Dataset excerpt
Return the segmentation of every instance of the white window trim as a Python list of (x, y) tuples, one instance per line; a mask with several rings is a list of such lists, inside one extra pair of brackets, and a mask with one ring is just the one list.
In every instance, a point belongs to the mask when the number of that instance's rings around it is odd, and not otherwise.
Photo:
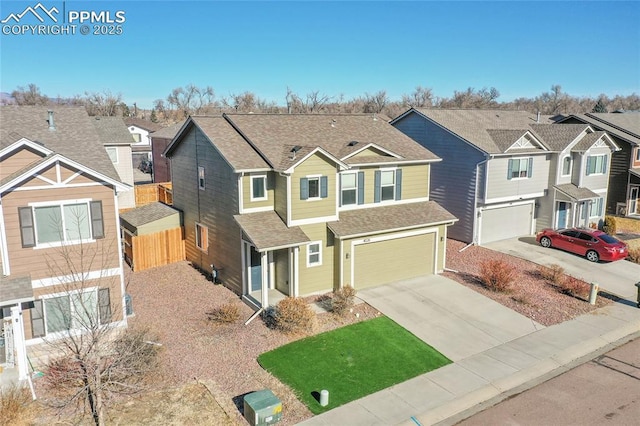
[[(307, 190), (309, 192), (309, 197), (305, 201), (322, 200), (322, 197), (321, 197), (322, 189), (320, 188), (320, 180), (322, 178), (322, 175), (307, 175), (307, 176), (305, 176), (305, 178), (307, 178)], [(311, 191), (310, 191), (311, 185), (310, 185), (310, 182), (311, 182), (312, 179), (315, 179), (315, 180), (318, 181), (318, 196), (317, 197), (312, 197), (311, 196)]]
[[(521, 177), (521, 176), (520, 176), (520, 173), (518, 173), (518, 177), (513, 177), (513, 169), (511, 169), (511, 179), (509, 179), (509, 180), (524, 180), (524, 179), (530, 179), (531, 170), (529, 170), (529, 158), (533, 158), (533, 157), (513, 157), (513, 158), (511, 158), (511, 161), (512, 161), (512, 163), (511, 163), (511, 164), (513, 164), (513, 161), (514, 161), (514, 160), (519, 160), (519, 161), (518, 161), (518, 165), (520, 165), (520, 162), (521, 162), (522, 160), (525, 160), (525, 161), (526, 161), (526, 164), (527, 164), (527, 175), (526, 175), (526, 176), (524, 176), (524, 177)], [(521, 169), (518, 169), (518, 171), (520, 172), (520, 171), (521, 171)]]
[[(202, 185), (200, 185), (200, 174), (202, 174)], [(204, 191), (207, 187), (206, 174), (203, 166), (198, 166), (198, 189)]]
[[(378, 170), (380, 170), (380, 204), (383, 203), (395, 203), (396, 202), (396, 170), (398, 168), (397, 167), (385, 167), (385, 168), (380, 168)], [(392, 172), (393, 175), (393, 184), (391, 185), (382, 185), (382, 173), (384, 172)], [(383, 200), (382, 199), (382, 188), (383, 187), (387, 187), (387, 186), (391, 186), (393, 188), (393, 197), (391, 197), (390, 200)]]
[[(358, 188), (358, 172), (359, 172), (359, 170), (356, 170), (356, 171), (349, 170), (347, 172), (341, 172), (340, 173), (340, 200), (339, 200), (340, 201), (340, 208), (344, 208), (344, 207), (349, 208), (351, 206), (357, 206), (358, 205), (358, 190), (360, 189), (360, 188)], [(354, 175), (356, 177), (356, 186), (355, 186), (356, 199), (355, 199), (355, 203), (353, 203), (353, 204), (345, 204), (343, 202), (342, 192), (344, 191), (344, 189), (342, 188), (342, 181), (343, 181), (342, 176), (345, 176), (345, 175)], [(349, 191), (351, 191), (351, 190), (353, 190), (353, 189), (349, 188)]]
[[(311, 246), (318, 245), (318, 261), (311, 263), (311, 255), (316, 253), (311, 253)], [(307, 268), (313, 268), (315, 266), (322, 265), (322, 241), (311, 241), (307, 244)]]
[[(254, 179), (263, 179), (263, 191), (264, 191), (264, 197), (257, 197), (254, 198), (253, 197), (253, 180)], [(249, 180), (249, 191), (250, 191), (250, 200), (251, 201), (266, 201), (269, 199), (269, 196), (267, 195), (267, 175), (251, 175), (250, 176), (250, 180)]]
[[(91, 205), (89, 204), (91, 201), (94, 201), (90, 198), (82, 198), (78, 200), (61, 200), (61, 201), (37, 201), (33, 203), (27, 204), (27, 206), (32, 208), (31, 214), (33, 215), (33, 232), (36, 237), (36, 245), (33, 246), (34, 250), (47, 249), (47, 248), (55, 248), (62, 247), (65, 245), (76, 245), (76, 244), (89, 244), (95, 243), (96, 240), (93, 238), (93, 229), (91, 228)], [(89, 238), (80, 239), (80, 240), (69, 240), (69, 241), (56, 241), (52, 243), (39, 243), (38, 242), (38, 223), (36, 221), (34, 209), (38, 207), (60, 207), (60, 211), (62, 212), (62, 207), (69, 204), (86, 204), (87, 205), (87, 220), (89, 221), (89, 233), (91, 236)], [(64, 223), (64, 214), (62, 215), (62, 220)], [(66, 234), (64, 234), (66, 237)]]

__The exercise__:
Please write out all of the material above without changing a word, and omit any pictures.

__Final result__:
Return the segmentation of every instance of the white window trim as a Python list of (x, y) tuples, one instance per line; a mask with several rings is a list of such lists, inside one extra pair of brackets, and a mask with one ring is just the one list.
In every instance, a point belongs to the mask when the number of that instance's rings around it is odd, and not otherwise.
Photo:
[[(307, 190), (309, 192), (309, 197), (305, 201), (322, 200), (322, 197), (321, 197), (322, 189), (320, 188), (320, 180), (322, 178), (322, 175), (307, 175), (307, 176), (305, 176), (305, 178), (307, 178)], [(311, 191), (310, 191), (311, 185), (310, 185), (310, 182), (311, 182), (312, 179), (315, 179), (315, 180), (318, 181), (318, 196), (317, 197), (312, 197), (311, 196)]]
[[(521, 177), (521, 176), (520, 176), (520, 173), (518, 173), (518, 177), (513, 177), (513, 169), (511, 169), (511, 179), (509, 179), (509, 180), (524, 180), (524, 179), (530, 179), (531, 170), (529, 170), (529, 158), (533, 158), (533, 157), (513, 157), (513, 158), (511, 158), (511, 161), (512, 161), (512, 163), (511, 163), (511, 164), (513, 164), (513, 161), (514, 161), (514, 160), (519, 160), (519, 161), (518, 161), (518, 165), (520, 165), (520, 162), (521, 162), (522, 160), (525, 160), (525, 161), (526, 161), (526, 164), (527, 164), (527, 175), (526, 175), (526, 176), (524, 176), (524, 177)], [(521, 169), (518, 169), (518, 171), (520, 172), (520, 171), (521, 171)]]
[[(202, 185), (200, 185), (200, 174), (202, 174)], [(204, 191), (207, 187), (206, 174), (203, 166), (198, 166), (198, 189)]]
[[(378, 170), (380, 170), (380, 204), (383, 203), (395, 203), (396, 202), (396, 170), (398, 168), (397, 167), (385, 167), (385, 168), (380, 168)], [(392, 172), (393, 175), (393, 184), (391, 185), (382, 185), (382, 173), (384, 172)], [(383, 200), (382, 199), (382, 188), (383, 187), (387, 187), (387, 186), (391, 186), (393, 188), (393, 197), (391, 197), (390, 200)]]
[[(358, 188), (358, 172), (359, 172), (359, 170), (356, 170), (356, 171), (349, 170), (347, 172), (341, 172), (340, 173), (340, 200), (339, 200), (340, 201), (340, 208), (344, 208), (344, 207), (349, 208), (351, 206), (357, 206), (358, 205), (358, 190), (360, 189), (360, 188)], [(354, 175), (356, 177), (356, 186), (355, 186), (356, 199), (355, 199), (355, 203), (353, 203), (353, 204), (345, 204), (343, 202), (342, 192), (344, 191), (344, 189), (342, 188), (342, 181), (343, 181), (342, 176), (345, 176), (345, 175)], [(349, 191), (351, 191), (351, 190), (353, 190), (353, 189), (349, 188)]]
[[(311, 246), (318, 245), (318, 261), (311, 263), (311, 255), (316, 253), (311, 253)], [(307, 268), (313, 268), (315, 266), (322, 265), (322, 241), (311, 241), (307, 244)]]
[[(254, 179), (263, 179), (263, 191), (264, 191), (264, 197), (257, 197), (254, 198), (253, 197), (253, 180)], [(249, 180), (249, 191), (250, 191), (250, 200), (251, 201), (266, 201), (269, 199), (269, 196), (267, 195), (267, 175), (251, 175), (250, 176), (250, 180)]]
[[(91, 205), (89, 204), (91, 201), (94, 201), (90, 198), (82, 198), (78, 200), (61, 200), (61, 201), (37, 201), (33, 203), (27, 204), (27, 206), (32, 208), (31, 214), (33, 215), (33, 232), (36, 237), (36, 245), (33, 246), (34, 250), (47, 249), (47, 248), (55, 248), (62, 247), (65, 245), (76, 245), (76, 244), (89, 244), (95, 243), (96, 240), (93, 238), (93, 229), (91, 228)], [(89, 238), (80, 239), (80, 240), (69, 240), (69, 241), (56, 241), (52, 243), (39, 243), (38, 242), (38, 223), (36, 221), (34, 209), (38, 207), (60, 207), (60, 211), (62, 212), (62, 207), (69, 204), (86, 204), (87, 205), (87, 220), (89, 221), (89, 233), (91, 236)], [(64, 223), (64, 214), (62, 215), (62, 220)], [(66, 234), (64, 234), (66, 237)]]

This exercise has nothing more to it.